**Directions:** Reproduce the material without any change, starting at its first line and ending with the line that contains "[[0,603],[0,627],[24,627],[29,617],[17,601]]", including that line.

**Working data:**

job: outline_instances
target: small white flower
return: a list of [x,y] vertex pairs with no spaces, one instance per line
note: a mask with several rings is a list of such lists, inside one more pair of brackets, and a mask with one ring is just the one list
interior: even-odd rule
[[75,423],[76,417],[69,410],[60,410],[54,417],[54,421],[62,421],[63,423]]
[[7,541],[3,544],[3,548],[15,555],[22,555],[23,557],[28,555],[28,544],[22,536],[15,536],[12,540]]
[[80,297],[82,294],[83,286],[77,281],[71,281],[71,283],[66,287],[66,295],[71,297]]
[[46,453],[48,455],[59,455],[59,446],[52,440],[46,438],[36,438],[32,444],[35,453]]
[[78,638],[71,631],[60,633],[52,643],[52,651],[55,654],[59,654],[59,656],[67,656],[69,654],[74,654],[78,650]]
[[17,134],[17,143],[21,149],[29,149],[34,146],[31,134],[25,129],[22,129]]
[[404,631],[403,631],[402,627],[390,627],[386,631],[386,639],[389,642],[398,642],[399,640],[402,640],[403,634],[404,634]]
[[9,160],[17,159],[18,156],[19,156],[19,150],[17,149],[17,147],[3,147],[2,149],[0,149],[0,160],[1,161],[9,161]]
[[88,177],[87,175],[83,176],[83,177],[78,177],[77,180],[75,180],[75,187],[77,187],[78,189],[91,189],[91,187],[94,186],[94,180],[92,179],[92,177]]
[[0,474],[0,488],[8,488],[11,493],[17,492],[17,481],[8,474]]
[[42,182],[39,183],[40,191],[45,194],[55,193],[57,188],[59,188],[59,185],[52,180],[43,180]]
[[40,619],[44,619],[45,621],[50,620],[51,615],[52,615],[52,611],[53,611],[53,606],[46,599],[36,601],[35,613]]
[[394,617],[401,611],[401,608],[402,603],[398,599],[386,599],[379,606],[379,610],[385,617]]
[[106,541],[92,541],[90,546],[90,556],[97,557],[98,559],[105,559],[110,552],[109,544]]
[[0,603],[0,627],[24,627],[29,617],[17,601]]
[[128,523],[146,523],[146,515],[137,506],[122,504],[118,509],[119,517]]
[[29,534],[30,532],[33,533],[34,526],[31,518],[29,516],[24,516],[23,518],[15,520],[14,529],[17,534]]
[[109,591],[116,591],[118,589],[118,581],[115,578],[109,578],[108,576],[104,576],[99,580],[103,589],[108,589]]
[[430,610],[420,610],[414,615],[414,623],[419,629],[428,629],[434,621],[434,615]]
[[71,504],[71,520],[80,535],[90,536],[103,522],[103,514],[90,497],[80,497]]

**Exercise solution:**
job: outline_instances
target: small white flower
return: a list of [x,y] vertex pairs with no spaces, one instance per line
note: a mask with several rings is a list of such lists, inside one more pair of brackets, and a mask with one ring is just the one list
interior: even-odd rule
[[75,423],[76,417],[69,410],[60,410],[54,417],[54,421],[62,421],[63,423]]
[[7,541],[3,544],[3,548],[15,555],[22,555],[23,557],[28,555],[28,544],[22,536],[15,536],[12,540]]
[[80,297],[82,294],[83,286],[77,281],[71,281],[71,283],[66,287],[66,295],[71,297]]
[[46,453],[48,455],[59,455],[59,446],[52,440],[46,438],[36,438],[32,444],[35,453]]
[[78,638],[71,631],[60,633],[52,643],[52,651],[55,654],[59,654],[59,656],[67,656],[69,654],[74,654],[78,650]]
[[17,134],[17,143],[21,149],[29,149],[34,146],[31,134],[25,129],[22,129]]
[[404,631],[403,631],[402,627],[390,627],[386,631],[386,639],[389,642],[398,642],[399,640],[402,640],[403,634],[404,634]]
[[9,160],[17,159],[18,156],[19,156],[19,150],[17,149],[17,147],[3,147],[2,149],[0,149],[0,160],[1,161],[9,161]]
[[88,177],[87,175],[83,176],[83,177],[78,177],[77,180],[75,180],[75,187],[77,187],[78,189],[91,189],[91,187],[94,186],[94,180],[92,179],[92,177]]
[[0,474],[0,488],[8,488],[11,493],[17,492],[17,481],[8,474]]
[[42,182],[39,183],[40,191],[45,194],[55,193],[57,188],[59,188],[59,185],[52,180],[43,180]]
[[40,619],[44,619],[45,621],[50,620],[51,615],[52,615],[52,611],[53,611],[53,606],[46,599],[36,601],[35,613]]
[[394,617],[401,611],[401,608],[402,603],[398,599],[386,599],[379,606],[379,610],[385,617]]
[[106,541],[92,541],[90,546],[90,556],[97,557],[98,559],[105,559],[110,552],[109,544]]
[[0,603],[0,627],[24,627],[29,617],[17,601]]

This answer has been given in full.